> WORK INSTRUCTION:
Which lines of the data contain the string "grass"? Show each of them.

:::::

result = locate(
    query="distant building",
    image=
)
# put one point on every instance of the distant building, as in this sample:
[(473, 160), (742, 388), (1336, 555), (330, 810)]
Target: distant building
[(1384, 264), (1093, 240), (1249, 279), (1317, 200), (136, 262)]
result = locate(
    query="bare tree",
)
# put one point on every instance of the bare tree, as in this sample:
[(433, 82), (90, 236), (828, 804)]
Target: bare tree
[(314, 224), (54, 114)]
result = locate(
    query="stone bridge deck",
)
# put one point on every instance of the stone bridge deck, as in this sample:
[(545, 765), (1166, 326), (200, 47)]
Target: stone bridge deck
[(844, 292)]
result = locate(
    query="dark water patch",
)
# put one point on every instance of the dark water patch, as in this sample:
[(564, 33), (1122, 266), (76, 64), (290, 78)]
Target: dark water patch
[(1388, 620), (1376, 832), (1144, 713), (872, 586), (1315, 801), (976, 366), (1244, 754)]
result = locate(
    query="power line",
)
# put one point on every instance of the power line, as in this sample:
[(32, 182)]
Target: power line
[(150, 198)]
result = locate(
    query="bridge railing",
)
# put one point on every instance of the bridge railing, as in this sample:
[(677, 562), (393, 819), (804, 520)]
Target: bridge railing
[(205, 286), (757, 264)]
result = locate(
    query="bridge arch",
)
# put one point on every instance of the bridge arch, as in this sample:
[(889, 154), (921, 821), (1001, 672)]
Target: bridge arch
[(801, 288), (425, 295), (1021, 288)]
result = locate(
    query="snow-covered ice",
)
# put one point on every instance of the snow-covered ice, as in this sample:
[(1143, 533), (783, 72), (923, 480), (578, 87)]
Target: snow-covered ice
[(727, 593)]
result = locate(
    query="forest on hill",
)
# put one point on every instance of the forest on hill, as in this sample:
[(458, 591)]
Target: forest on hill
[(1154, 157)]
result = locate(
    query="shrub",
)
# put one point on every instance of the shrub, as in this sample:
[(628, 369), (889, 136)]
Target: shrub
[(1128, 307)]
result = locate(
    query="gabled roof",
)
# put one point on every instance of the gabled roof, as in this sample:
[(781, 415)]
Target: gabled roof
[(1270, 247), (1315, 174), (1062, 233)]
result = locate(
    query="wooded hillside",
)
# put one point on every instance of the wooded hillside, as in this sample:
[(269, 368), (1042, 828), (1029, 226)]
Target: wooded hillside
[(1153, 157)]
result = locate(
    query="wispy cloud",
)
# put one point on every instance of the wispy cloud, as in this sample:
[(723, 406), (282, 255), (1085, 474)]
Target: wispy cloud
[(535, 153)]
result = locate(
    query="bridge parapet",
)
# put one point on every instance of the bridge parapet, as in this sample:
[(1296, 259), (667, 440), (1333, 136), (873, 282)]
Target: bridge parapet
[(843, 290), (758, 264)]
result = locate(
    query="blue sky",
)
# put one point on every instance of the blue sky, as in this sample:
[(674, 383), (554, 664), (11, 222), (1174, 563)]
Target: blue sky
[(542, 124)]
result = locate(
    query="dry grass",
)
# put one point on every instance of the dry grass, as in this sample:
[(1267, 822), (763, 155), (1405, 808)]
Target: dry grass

:::::

> SOLUTION TO THIS TASK:
    query="dry grass",
# put one point on every instance of the dry grass, as in this sample:
Target: dry grass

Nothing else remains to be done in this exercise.